First civil suit filed in bridge collapse
Seriously injured survivor claims reckless negligence
MIAMI — Two days after the last victim’s body was removed from a collapsed bridge near Florida International University, the first civil lawsuit stemming from the tragedy has been filed — and it claims reckless negligence on the part of the companies who oversaw the bridge’s design and construction.
Marquise Rashaad Hepburn, a 24-year-old resident of Miami-Dade County, was “seriously injured” on his way to work as he rode his bicycle underneath the pedestrian bridge spanning Southwest Eighth Street near the West Miami-Dade campus of Florida International University, according to a formal complaint filed Monday morning in MiamiDade circuit court.
Following a stress-test of the bridge, which had sustained cracking days before, the massive, 174-foot concrete slab came crashing down just before 2 p.m. on Thursday. The eight-lane segment of the Tamiami Trail below remained open during the testing.
The driver of a car trying to avoid falling concrete swerved into Hepburn on the southern end of the span. Hepburn survived the crash and the collapse, but was hospitalized with undisclosed injuries.

PROBLEMS AND TASKS:
1 - Reproduce the stretch of the bridge collapse report from "Marquise Rashaad Hepburn, a" through "during the testing.", word for word.
2 - Please carry on the bridge collapse report, starting after its final sentence.

RAW DATA:
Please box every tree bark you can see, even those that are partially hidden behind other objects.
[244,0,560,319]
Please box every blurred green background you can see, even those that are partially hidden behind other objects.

ANSWERS BY TASK:
1 -
Marquise Rashaad Hepburn, a 24-year-old resident of Miami-Dade County, was “seriously injured” on his way to work as he rode his bicycle underneath the pedestrian bridge spanning Southwest Eighth Street near the West Miami-Dade campus of Florida International University, according to a formal complaint filed Monday morning in MiamiDade circuit court.
Following a stress-test of the bridge, which had sustained cracking days before, the massive, 174-foot concrete slab came crashing down just before 2 p.m. on Thursday. The eight-lane segment of the Tamiami Trail below remained open during the testing.

2 -
Six people died in the collapse, including motorists, passengers and one construction worker. Five victims were pulled from the rubble on Friday and Saturday, while one died at a local hospital.
Many of their vehicles were flattened and left unrecognizable.
Hepburn hired the personal injury law firm Morgan & Morgan, based in Orlando and is suing the companies involved in the design, construction and oversight of the bridge “who undertook and allowed inherently dangerous construction activities to proceed without necessary safety precautions.”
The National Transportation Safety Board is investigating what may have caused the collapse and will then issue recommendations on how to prevent it from happening again.
Miami-Dade Police are also conducting a homicide investigation.